Top of PROVIDED TEXT

You Can Heal And Have Pets!

Let me just reiterate that having an adorable puppy doesn’t automatically make you an emotional leper. Surely at least one person will misconstrue my words that way. There are many happy and emotionally well-balanced pet owners out there. But if cute animals are your plan B to having a loving, intimate, human relationship, I’m gonna go out on a limb here and say that it might actually be your plan A and you just don’t realize it.

Are all of your relationships optional or disposable? Are you usually the one that leaves? Do you think, “Yeah, it’d be nice to have a partner, but I don’t need one”? This attitude is the typical and completely logical response to a certain type of family dysfunction. The challenge is that most people think that this is how they truly feel deep down inside and don’t see that they’re conflating a childhood coping mechanism with their adult preferences.

Bottom of PROVIDED TEXT
Top of ENTRIES PROVIDED

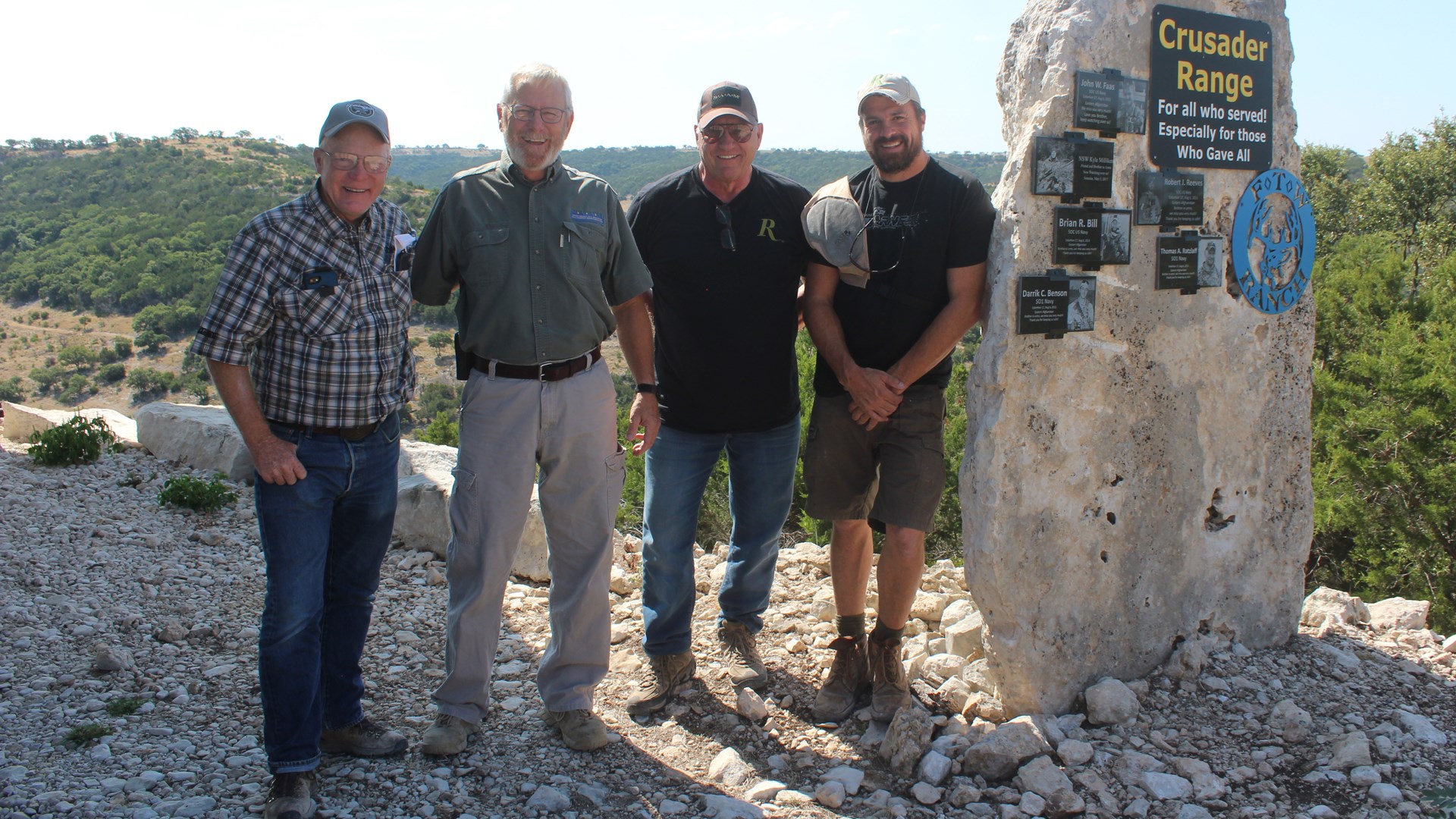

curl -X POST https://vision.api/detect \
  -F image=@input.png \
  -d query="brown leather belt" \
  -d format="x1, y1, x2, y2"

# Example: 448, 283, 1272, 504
475, 344, 601, 381
268, 421, 378, 440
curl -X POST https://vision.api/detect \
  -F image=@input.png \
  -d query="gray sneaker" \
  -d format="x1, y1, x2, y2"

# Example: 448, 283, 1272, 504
419, 714, 481, 756
264, 771, 318, 819
541, 708, 610, 751
814, 634, 869, 723
869, 640, 915, 721
628, 651, 698, 714
718, 620, 769, 688
318, 717, 410, 756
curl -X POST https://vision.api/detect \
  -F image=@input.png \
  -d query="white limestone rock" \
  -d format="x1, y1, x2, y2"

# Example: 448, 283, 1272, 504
961, 0, 1315, 714
1299, 586, 1370, 628
3, 400, 140, 446
1370, 598, 1431, 631
136, 400, 253, 484
1084, 678, 1138, 726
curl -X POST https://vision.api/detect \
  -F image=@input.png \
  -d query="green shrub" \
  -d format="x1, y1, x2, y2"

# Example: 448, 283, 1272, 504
157, 474, 237, 512
30, 416, 121, 466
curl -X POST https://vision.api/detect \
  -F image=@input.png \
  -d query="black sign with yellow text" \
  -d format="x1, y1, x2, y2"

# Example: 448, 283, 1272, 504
1147, 6, 1274, 171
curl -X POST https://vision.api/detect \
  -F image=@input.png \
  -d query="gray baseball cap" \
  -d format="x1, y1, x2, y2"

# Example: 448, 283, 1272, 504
856, 74, 920, 108
318, 99, 389, 144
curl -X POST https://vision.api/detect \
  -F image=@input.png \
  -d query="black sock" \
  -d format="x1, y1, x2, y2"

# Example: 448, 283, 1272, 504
869, 621, 905, 645
836, 613, 864, 637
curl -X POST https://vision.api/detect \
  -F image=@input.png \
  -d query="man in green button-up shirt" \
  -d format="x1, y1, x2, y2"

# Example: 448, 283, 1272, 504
412, 64, 658, 755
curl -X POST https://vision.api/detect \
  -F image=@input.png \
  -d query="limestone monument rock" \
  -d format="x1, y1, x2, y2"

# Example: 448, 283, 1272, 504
966, 0, 1315, 714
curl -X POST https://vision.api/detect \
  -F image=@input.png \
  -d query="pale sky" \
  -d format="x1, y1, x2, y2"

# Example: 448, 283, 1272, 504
0, 0, 1456, 153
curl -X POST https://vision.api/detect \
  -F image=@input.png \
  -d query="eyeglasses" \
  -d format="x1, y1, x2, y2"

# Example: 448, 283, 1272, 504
714, 204, 738, 251
318, 149, 394, 174
698, 122, 757, 143
507, 103, 571, 125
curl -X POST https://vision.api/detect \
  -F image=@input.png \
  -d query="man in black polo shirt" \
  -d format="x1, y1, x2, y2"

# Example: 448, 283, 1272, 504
628, 82, 818, 714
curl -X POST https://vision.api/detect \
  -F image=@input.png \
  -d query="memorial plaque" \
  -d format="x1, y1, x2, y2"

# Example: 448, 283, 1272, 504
1136, 171, 1204, 224
1067, 275, 1097, 332
1147, 5, 1274, 171
1016, 275, 1070, 335
1198, 236, 1226, 287
1031, 137, 1112, 199
1100, 210, 1133, 264
1156, 232, 1200, 290
1051, 207, 1102, 265
1072, 71, 1147, 134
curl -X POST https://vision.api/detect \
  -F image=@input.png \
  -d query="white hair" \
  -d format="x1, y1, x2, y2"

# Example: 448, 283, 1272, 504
500, 63, 571, 109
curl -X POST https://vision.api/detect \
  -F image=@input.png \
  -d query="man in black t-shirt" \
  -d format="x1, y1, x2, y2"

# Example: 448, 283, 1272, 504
804, 74, 996, 720
628, 82, 818, 714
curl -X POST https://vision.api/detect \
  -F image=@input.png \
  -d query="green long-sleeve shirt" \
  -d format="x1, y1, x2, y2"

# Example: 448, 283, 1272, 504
410, 156, 652, 364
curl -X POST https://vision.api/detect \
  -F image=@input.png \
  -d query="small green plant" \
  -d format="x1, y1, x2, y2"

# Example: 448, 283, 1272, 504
30, 416, 121, 466
65, 723, 111, 748
1421, 787, 1456, 816
157, 474, 237, 512
106, 697, 146, 717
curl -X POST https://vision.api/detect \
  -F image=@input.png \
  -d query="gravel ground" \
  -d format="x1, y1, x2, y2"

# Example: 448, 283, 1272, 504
0, 441, 1456, 819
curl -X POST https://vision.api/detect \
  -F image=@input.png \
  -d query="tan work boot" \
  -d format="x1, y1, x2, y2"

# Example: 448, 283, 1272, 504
869, 639, 915, 721
628, 651, 698, 714
718, 620, 769, 688
541, 708, 610, 751
814, 634, 869, 723
264, 771, 318, 819
419, 714, 481, 756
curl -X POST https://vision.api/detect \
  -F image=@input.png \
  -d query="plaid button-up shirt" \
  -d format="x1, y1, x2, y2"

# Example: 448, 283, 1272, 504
192, 184, 415, 427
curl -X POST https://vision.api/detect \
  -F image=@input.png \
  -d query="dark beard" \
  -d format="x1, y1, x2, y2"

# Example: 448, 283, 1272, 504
869, 139, 920, 174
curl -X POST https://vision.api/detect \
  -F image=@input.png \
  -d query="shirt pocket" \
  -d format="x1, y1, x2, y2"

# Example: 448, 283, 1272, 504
464, 221, 511, 286
275, 272, 358, 341
562, 221, 607, 287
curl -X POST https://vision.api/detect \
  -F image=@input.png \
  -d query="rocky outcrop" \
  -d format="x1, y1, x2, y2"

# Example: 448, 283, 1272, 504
961, 0, 1313, 713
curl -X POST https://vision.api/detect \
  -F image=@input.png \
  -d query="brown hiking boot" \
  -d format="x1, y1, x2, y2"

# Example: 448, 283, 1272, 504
814, 634, 869, 723
541, 708, 611, 751
264, 771, 318, 819
718, 620, 769, 688
318, 717, 410, 756
628, 651, 698, 714
869, 626, 915, 721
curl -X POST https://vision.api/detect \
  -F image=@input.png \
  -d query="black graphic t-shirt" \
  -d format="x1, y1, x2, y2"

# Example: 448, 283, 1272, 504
628, 165, 826, 433
814, 158, 996, 395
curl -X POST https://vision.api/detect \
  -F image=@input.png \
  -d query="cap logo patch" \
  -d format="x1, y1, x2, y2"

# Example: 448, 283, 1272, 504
712, 87, 742, 108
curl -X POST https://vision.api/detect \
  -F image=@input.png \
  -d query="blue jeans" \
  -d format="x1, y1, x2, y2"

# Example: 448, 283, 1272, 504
253, 413, 399, 774
642, 416, 799, 657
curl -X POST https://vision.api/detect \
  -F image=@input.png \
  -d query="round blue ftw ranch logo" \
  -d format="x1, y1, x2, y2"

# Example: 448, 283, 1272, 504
1228, 168, 1315, 313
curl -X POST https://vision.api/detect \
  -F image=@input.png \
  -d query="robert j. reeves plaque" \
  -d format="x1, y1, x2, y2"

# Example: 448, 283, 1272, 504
1134, 171, 1204, 224
1031, 134, 1112, 199
1072, 70, 1147, 136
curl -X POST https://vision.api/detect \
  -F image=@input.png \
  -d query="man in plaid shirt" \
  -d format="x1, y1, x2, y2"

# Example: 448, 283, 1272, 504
192, 99, 415, 819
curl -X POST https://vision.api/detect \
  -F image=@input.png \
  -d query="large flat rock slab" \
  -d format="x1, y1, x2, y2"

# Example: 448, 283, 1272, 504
966, 0, 1315, 714
136, 400, 253, 484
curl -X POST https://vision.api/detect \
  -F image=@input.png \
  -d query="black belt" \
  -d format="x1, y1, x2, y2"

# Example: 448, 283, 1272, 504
268, 421, 378, 440
473, 344, 601, 381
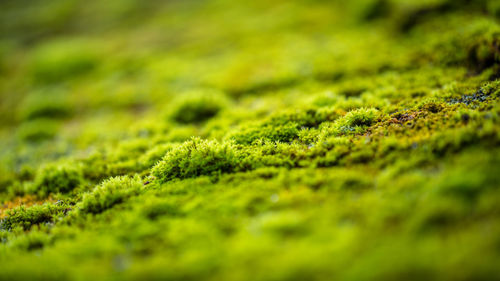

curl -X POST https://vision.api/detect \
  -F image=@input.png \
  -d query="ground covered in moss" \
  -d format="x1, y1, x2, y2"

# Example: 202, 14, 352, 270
0, 0, 500, 280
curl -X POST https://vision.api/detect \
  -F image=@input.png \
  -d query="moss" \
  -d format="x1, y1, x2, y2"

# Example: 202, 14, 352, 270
20, 90, 73, 120
76, 176, 143, 214
0, 0, 500, 280
168, 91, 229, 124
32, 163, 84, 195
1, 204, 69, 230
30, 40, 98, 84
333, 108, 379, 134
151, 138, 238, 183
17, 118, 61, 142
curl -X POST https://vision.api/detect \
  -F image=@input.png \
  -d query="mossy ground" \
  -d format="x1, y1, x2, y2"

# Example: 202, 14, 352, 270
0, 0, 500, 280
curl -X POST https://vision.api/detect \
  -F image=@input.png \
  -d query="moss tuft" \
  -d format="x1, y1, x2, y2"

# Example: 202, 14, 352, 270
169, 91, 229, 124
32, 163, 84, 195
77, 175, 143, 214
151, 138, 238, 183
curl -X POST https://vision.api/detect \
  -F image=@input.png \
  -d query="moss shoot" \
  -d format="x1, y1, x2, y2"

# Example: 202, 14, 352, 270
0, 0, 500, 281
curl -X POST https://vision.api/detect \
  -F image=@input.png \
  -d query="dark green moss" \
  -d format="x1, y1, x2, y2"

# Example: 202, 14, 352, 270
151, 138, 238, 183
32, 163, 84, 195
76, 176, 143, 214
168, 91, 228, 124
0, 203, 69, 230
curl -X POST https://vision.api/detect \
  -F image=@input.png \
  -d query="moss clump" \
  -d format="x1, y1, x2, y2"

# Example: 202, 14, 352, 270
169, 91, 229, 124
77, 175, 143, 214
229, 107, 339, 145
32, 163, 84, 195
0, 203, 69, 230
30, 40, 99, 84
151, 138, 238, 183
333, 108, 379, 134
20, 89, 72, 120
17, 118, 61, 143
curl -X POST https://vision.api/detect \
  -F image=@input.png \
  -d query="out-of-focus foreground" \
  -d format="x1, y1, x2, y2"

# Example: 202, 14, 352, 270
0, 0, 500, 281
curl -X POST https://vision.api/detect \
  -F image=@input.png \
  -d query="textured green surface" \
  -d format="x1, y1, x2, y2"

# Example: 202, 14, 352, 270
0, 0, 500, 280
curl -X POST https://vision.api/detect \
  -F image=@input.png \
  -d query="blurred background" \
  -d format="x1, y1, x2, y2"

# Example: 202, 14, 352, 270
0, 0, 500, 192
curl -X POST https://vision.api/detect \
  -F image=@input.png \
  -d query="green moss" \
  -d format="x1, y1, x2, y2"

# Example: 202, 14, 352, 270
168, 91, 229, 124
151, 138, 238, 183
17, 118, 61, 142
30, 40, 98, 84
20, 90, 73, 120
76, 176, 143, 214
32, 163, 84, 195
0, 204, 69, 230
0, 0, 500, 281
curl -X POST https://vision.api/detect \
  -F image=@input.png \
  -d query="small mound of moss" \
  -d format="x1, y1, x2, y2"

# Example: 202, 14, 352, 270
169, 91, 228, 124
151, 138, 238, 183
17, 118, 61, 143
77, 175, 143, 214
32, 163, 84, 195
30, 40, 99, 84
0, 203, 68, 230
20, 89, 72, 120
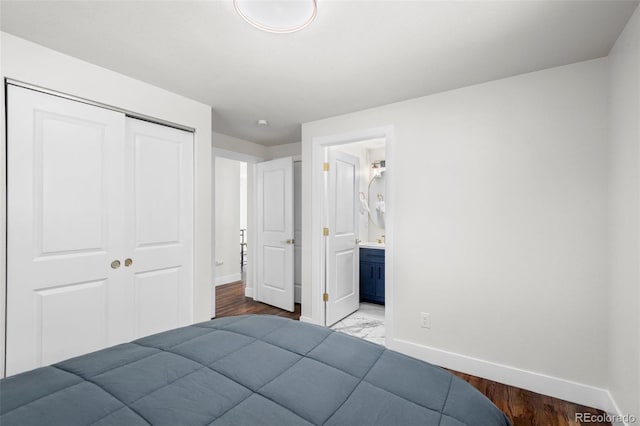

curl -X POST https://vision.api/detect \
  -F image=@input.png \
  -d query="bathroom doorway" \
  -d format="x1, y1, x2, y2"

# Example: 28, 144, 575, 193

Bottom of ENTRIES PROVIDED

#### [APPLY WHAT YOU READ]
**1.** In the passage on pets and emotional healing, what does having an adorable puppy not automatically make you?
**2.** Duplicate the passage on pets and emotional healing from "Are all of your" up to and including "their adult preferences.".
**3.** Carry the passage on pets and emotional healing forward, beginning after its final sentence.
This material comes from a different source than the passage on pets and emotional healing.

#### [ANSWER LIST]
**1.** An emotional leper.

**2.**
Are all of your relationships optional or disposable? Are you usually the one that leaves? Do you think, “Yeah, it’d be nice to have a partner, but I don’t need one”? This attitude is the typical and completely logical response to a certain type of family dysfunction. The challenge is that most people think that this is how they truly feel deep down inside and don’t see that they’re conflating a childhood coping mechanism with their adult preferences.

**3.**
If you’re skeptical about your relationship patterns and attitudes about love, I strongly encourage you to take my free diagnostic quiz. It takes two minutes. If you’d like to dig into those quiz results with me personally, I offer a free 30 minute consultation. Honestly, I’m not much of a salesman. Either you need what I have to offer or you don’t. And if you’re not willing to change, there’s not a damn thing I can tell you to convince you otherwise, so I won’t waste my breath. I just wanna be helpful to people who are hurting like I was. I found a way out of that mess and I’m happy to share it with you, if you care to have it. Thanks for reading.

Published by Adam

Mentor, coach, speaker and educator for over 12 years. I have recovered from and triumphed over many obstacles and afflictions. It brings me tremendous joy to help others overcome similar circumstances so they can live their best lives.

12 thoughts on “Nobody Loves Me Like My Dog

  1. This is so very true and equally hard to accept. You’ve touched a deep awareness that few would see much less admit. Thank you for sharing the insight.

    1. Thank you, Shar. I was SO afraid to press the publish button, haha! People have been very receptive to this uncomfortable article. I’m very grateful for the vulnerability it seems to be inspiring in others. 🙏🏼

  2. Love this! I’ve been that guy since I got my first dog in college. It wasn’t until she died that I realized how lonely and fucked up my relationships had been up to that point.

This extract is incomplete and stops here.